• _Given exercise_
Repeat, word for word, every line below from the one containing "Reviewer note: every instance of the terracotta" through the end of the records, both ends included.

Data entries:
—————
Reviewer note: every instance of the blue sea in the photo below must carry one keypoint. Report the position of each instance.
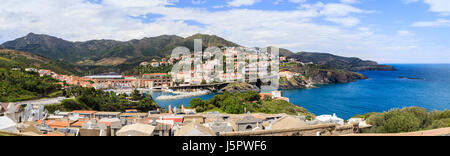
(383, 91)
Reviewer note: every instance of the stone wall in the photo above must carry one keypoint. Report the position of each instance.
(314, 130)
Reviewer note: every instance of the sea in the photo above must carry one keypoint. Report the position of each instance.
(422, 85)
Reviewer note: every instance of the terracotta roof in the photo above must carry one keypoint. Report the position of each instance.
(84, 112)
(288, 122)
(108, 113)
(194, 129)
(262, 95)
(156, 74)
(53, 134)
(56, 123)
(80, 123)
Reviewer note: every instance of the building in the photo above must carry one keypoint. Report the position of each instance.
—————
• _Solution to this problem_
Reviewer note: every instance of the terracotta roof in the photo above must carry one keypoint. Report the position of each instance.
(84, 112)
(288, 122)
(108, 113)
(194, 129)
(262, 95)
(156, 74)
(53, 134)
(56, 123)
(80, 123)
Reviewer note: every instance of the building in the photo above must carry one keypoint. Report the position of each instance.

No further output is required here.